| Excerpt |

::::

Initiative aims to eliminate preventable deaths through access to antiviral meds, home testing, nurse advice line

by Tony Hicks / BCN Foundation /

Uploaded: Mon, May 2, 2022, 10:17 pm

Contra Costa Health Services is refocusing its response to the COVID-19 pandemic on eliminating preventable deaths in the county.

The "Path to Zero" initiative includes strategies to use more underutilized COVID-19 protections, especially prescription medications and home testing resources -- particularly in communities where infection and death rates are highest.

"No one should die from COVID-19 when free testing, vaccines and effective medication are all readily available in our community," Contra Costa Health Director Anna Roth said in a statement Monday. "Preventable COVID-19 deaths in our county are unacceptable."

"The time has come for us to think differently about this virus," Roth said. "When a member of our community dies from COVID today, we should understand why and then work to remove any barriers to treatment that may have contributed to that death."

CCHS has opened its advice nurse line to any county resident who tests positive for COVID-19 (PCR/lab or home test). Advice nurses screen callers and schedule free telehealth appointments and prescriptions for treatment, if medically appropriate.

Most people 12 and older can get a prescription for antiviral medication, reducing the risk of serious illness or death. The medication works best within 48 hours of a positive test result.

::::

Collected data:
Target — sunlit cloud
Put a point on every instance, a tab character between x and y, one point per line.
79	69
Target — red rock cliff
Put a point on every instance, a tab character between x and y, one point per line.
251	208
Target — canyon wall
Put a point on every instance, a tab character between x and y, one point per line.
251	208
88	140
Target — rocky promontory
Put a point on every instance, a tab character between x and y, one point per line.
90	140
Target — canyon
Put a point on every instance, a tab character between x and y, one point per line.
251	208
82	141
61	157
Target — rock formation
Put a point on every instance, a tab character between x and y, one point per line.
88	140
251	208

::::

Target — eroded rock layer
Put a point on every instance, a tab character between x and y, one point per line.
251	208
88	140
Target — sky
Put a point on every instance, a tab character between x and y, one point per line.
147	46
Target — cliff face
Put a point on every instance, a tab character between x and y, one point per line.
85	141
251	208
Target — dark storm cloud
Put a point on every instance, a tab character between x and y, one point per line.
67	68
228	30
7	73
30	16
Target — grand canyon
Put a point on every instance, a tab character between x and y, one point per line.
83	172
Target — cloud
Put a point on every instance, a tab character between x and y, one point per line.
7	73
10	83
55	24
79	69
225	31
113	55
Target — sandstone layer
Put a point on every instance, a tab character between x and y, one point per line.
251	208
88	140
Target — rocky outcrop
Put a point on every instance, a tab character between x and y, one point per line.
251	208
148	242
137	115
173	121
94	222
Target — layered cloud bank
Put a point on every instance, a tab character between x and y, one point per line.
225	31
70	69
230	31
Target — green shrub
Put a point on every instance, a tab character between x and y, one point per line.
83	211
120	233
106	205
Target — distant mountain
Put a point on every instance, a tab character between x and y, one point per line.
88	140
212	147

::::

| What is expected |
According to the excerpt, within what time after a positive test result does the antiviral medication work best?

| Solution to this problem |
Within 48 hours of a positive test result.